Congress has delegated substantial responsibility to the Sentencing Commission, but, as the Supreme Court emphasized in Kisor, the interpretation of regulations ultimately “remains in the hands of the courts.” 139 S.Ct. at 2420. In light of Kisor’s limitations on deference to administrative agencies, and after our own careful consideration of the guidelines and accompanying commentary, we conclude that inchoate crimes are not included in the definition of “controlled substance offenses” given in section 4B1.2(b) of the sentencing guidelines. Therefore, sitting en banc, we overrule Hightower, and, accordingly, Nasir is entitled to be resentenced without being classified as a career offender.


In sum, we will affirm Nasir's convictions, will vacate his sentence, and will remand for resentencing consistent with this opinion.

Judges interpret the law. That applies to the U.S. Sentencing Guidelines too. If the Sentencing Commission's commentary sweeps more broadly than the plain language of the guideline it interprets, we must not reflexively defer. The judge's lodestar must remain the law's text, not what the Commission says about that text.

So too here. The plain text of the Guidelines’ career-offender enhancement does not include inchoate crimes. The commentary says that it does. The majority rightly rejects this extra-textual invitation to expand a serious sentencing enhancement, and I join its opinion.

But the narrow scope of today's holding hints at a broader problem. For decades, we and every other circuit have followed the Supreme Court's guidance in Stinson. That meant we gave nearly dispositive weight to the Sentencing Commission's commentary, not the Guidelines’ plain text. 508 U.S. at 44–46, 113 S.Ct. 1913; see also, e.g., United States v. Keller, 666 F.3d 103, 108–09 (3d Cir. 2011); United States v. Boggi, 74 F.3d 470, 474–75 (3d Cir. 1996).
-----
TO BE DONE:
**1)** Reproduce the court opinion from "Congress has delegated" to "a career offender.", word for word.
**2)** Write the next portion of the court opinion, continuing from its final sentence.
-----
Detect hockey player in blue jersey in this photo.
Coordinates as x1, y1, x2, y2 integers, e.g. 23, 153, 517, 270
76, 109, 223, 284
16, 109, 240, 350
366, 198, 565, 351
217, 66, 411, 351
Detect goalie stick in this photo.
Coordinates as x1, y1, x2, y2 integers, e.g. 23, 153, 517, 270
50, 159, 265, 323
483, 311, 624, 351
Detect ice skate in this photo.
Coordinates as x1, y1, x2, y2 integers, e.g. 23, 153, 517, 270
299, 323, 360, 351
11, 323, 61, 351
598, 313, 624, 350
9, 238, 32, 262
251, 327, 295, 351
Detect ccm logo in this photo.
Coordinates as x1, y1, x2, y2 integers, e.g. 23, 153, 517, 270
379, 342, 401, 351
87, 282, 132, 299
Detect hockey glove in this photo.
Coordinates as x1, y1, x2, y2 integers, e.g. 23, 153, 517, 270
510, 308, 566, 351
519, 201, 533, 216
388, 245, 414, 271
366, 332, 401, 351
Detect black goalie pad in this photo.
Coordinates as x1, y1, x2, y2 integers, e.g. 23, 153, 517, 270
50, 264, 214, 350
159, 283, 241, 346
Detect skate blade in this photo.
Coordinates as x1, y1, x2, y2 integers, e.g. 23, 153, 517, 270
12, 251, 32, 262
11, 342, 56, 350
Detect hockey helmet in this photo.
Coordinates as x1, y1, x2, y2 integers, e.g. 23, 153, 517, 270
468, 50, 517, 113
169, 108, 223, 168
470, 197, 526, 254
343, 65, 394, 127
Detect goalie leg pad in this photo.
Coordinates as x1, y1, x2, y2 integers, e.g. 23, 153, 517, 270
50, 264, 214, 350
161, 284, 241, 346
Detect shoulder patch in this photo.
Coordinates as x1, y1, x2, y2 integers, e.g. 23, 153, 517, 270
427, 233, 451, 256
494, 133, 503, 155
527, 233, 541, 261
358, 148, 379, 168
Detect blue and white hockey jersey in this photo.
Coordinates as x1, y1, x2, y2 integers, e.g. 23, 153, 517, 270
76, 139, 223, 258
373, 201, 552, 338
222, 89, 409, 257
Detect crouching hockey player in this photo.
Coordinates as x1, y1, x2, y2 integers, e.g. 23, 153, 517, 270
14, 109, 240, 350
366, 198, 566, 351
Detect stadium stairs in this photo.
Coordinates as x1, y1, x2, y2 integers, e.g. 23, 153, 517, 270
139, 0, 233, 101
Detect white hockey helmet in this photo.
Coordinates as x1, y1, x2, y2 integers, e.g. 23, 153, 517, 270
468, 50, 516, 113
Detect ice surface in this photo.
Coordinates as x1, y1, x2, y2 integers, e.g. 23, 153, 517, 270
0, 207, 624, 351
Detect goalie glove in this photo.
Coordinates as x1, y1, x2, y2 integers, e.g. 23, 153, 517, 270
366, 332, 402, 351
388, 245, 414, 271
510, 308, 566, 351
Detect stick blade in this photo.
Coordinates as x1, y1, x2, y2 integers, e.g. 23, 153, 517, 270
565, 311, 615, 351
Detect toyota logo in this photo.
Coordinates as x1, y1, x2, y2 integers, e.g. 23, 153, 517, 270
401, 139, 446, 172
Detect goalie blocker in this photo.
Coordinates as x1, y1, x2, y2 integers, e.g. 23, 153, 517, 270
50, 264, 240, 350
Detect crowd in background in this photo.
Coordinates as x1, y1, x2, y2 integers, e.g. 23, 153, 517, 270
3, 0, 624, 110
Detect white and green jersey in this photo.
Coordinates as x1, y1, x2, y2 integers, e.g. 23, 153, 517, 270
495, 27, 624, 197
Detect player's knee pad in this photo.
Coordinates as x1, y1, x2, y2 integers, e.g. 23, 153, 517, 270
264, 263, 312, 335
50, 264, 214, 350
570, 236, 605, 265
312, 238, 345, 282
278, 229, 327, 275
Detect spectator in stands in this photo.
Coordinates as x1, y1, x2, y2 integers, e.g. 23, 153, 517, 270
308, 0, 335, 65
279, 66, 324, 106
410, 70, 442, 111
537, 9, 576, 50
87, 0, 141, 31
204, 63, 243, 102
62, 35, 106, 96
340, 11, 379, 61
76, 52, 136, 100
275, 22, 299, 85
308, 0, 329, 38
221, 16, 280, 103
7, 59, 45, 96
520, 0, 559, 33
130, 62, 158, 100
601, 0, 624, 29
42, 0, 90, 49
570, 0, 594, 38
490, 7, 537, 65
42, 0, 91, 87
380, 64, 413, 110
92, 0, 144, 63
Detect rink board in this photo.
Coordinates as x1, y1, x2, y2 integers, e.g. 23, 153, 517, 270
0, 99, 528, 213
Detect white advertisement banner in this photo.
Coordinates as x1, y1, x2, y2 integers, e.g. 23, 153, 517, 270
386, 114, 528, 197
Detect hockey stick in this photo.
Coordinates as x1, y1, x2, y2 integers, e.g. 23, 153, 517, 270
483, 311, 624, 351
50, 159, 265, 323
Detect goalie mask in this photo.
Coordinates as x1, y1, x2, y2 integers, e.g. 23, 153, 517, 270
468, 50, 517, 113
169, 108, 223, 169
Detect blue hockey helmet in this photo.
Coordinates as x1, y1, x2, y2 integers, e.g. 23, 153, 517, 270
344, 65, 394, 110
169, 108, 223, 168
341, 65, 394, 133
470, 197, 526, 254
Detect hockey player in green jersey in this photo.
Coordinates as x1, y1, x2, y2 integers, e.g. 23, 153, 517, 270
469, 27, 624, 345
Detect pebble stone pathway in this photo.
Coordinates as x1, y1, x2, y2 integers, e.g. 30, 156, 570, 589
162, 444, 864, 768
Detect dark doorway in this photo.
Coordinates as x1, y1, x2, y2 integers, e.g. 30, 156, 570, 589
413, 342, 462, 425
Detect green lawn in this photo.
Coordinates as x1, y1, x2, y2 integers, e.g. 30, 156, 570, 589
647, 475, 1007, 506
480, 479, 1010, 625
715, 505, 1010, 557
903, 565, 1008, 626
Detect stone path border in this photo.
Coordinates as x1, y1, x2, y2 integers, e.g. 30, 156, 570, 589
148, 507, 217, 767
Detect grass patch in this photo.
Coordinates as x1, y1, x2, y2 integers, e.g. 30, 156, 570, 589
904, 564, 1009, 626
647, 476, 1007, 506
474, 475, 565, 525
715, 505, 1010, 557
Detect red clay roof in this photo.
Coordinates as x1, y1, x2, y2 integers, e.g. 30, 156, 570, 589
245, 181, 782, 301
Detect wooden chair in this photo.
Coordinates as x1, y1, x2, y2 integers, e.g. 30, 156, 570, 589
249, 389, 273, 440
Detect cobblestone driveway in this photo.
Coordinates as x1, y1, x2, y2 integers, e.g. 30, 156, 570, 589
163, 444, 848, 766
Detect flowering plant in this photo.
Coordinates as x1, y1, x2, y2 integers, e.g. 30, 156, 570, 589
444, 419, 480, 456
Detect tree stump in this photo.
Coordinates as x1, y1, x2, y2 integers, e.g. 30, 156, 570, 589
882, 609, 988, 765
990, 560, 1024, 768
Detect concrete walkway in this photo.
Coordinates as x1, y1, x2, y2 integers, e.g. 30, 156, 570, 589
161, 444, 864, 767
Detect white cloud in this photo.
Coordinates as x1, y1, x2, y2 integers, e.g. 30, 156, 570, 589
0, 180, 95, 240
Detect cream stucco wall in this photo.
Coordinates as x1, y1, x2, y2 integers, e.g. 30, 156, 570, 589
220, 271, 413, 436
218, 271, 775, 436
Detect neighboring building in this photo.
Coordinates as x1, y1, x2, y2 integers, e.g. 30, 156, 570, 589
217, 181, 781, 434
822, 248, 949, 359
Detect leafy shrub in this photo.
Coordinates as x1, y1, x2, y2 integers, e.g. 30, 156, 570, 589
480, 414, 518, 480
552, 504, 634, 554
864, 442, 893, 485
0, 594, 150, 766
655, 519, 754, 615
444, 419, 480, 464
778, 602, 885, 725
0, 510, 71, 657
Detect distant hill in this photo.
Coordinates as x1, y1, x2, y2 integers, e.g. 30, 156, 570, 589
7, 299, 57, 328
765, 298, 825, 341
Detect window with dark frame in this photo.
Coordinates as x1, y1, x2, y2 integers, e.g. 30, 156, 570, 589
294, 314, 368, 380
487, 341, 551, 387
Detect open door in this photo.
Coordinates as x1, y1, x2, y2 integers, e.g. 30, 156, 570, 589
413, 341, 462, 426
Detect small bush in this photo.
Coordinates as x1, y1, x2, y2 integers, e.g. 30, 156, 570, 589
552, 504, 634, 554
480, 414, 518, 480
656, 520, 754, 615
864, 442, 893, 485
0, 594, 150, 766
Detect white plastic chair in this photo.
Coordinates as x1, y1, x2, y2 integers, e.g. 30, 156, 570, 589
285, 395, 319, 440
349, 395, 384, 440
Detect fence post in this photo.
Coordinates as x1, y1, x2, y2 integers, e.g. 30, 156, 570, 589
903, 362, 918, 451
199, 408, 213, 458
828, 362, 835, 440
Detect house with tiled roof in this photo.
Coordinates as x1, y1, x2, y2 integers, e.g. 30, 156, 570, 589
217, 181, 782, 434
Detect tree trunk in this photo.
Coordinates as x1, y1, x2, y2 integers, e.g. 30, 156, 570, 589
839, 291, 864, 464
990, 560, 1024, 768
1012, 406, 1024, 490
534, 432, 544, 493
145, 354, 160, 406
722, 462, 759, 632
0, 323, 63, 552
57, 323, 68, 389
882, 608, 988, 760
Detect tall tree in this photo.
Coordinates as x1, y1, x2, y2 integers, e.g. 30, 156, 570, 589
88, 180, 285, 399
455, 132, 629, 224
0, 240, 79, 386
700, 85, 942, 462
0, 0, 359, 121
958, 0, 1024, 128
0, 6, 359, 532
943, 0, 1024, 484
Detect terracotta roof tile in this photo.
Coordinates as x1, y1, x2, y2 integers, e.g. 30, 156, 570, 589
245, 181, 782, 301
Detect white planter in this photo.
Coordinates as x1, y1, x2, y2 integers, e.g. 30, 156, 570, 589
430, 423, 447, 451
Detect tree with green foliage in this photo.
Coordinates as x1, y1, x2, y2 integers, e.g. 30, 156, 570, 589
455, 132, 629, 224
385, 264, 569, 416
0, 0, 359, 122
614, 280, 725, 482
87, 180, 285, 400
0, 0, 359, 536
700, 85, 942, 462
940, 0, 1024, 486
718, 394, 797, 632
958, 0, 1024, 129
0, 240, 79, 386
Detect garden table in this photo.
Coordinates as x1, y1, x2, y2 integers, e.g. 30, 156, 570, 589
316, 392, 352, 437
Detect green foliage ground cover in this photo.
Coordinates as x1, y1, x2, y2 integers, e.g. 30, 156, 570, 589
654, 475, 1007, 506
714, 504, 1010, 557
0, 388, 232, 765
-----
WRITTEN RESPONSES:
**1)**
Congress has delegated substantial responsibility to the Sentencing Commission, but, as the Supreme Court emphasized in Kisor, the interpretation of regulations ultimately “remains in the hands of the courts.” 139 S.Ct. at 2420. In light of Kisor’s limitations on deference to administrative agencies, and after our own careful consideration of the guidelines and accompanying commentary, we conclude that inchoate crimes are not included in the definition of “controlled substance offenses” given in section 4B1.2(b) of the sentencing guidelines. Therefore, sitting en banc, we overrule Hightower, and, accordingly, Nasir is entitled to be resentenced without being classified as a career offender.

**2)**
Now the winds have changed. In Kisor, the Supreme Court awoke us from our slumber of reflexive deference: agency interpretations might merit deference, but only when the text of a regulation is truly ambiguous. Before deferring, we must first exhaust our traditional tools of statutory construction. Anything less is too narrow a view of the judicial role.

We must look at things afresh. Old precedents that turned to the commentary rather than the text no longer hold. See Hassen v. Gov't of the V.I., 861 F.3d 108, 114 n.5 (3d Cir. 2017) (noting that we may revisit our precedents when they conflict with intervening Supreme Court precedent). Tools of statutory interpretation have thus been thrust to the fore. And one tool among many stands out as well suited to the task: the rule of lenity. As we rework our Sentencing Guidelines cases, lenity is the tool for the job.

I. The Rule of Lenity's Virtues

As Chief Justice Marshall explained, the rule of lenity is venerable. “The rule that penal laws are to be construed strictly, is perhaps not much less old than construction itself.” United States v. Wiltberger, 18 U.S. (5 Wheat.) 76, 95, 5 L.Ed. 37 (1820). It first arose to mitigate draconian sentences. As English statutes kept expanding the death penalty and curtailing mercy, courts tempered them by construing them narrowly. Livingston Hall, Strict or Liberal Construction of Penal Statutes, 48 Harv. L. Rev. 748, 749–51 (1935). The canon was well established by the time of Blackstone. 1 William Blackstone, Commentaries *88. And it took root in our law soon thereafter. Wiltberger, 18 U.S. (5 Wheat.) at 95.

Under the rule of lenity, courts must construe penal laws strictly and resolve ambiguities in favor of the defendant. See, e.g., Liparota v. United States, 471 U.S. 419, 427, 105 S.Ct. 2084, 85 L.Ed.2d 434 (1985); see also Antonin Scalia & Bryan A. Garner, Reading Law: The Interpretation of Legal Texts 296 (2012). The touchstone is the text: the “ordinary,” evidently intended meaning of “the words of the statute.” Wiltberger, 18 U.S. (5 Wheat.) at 95.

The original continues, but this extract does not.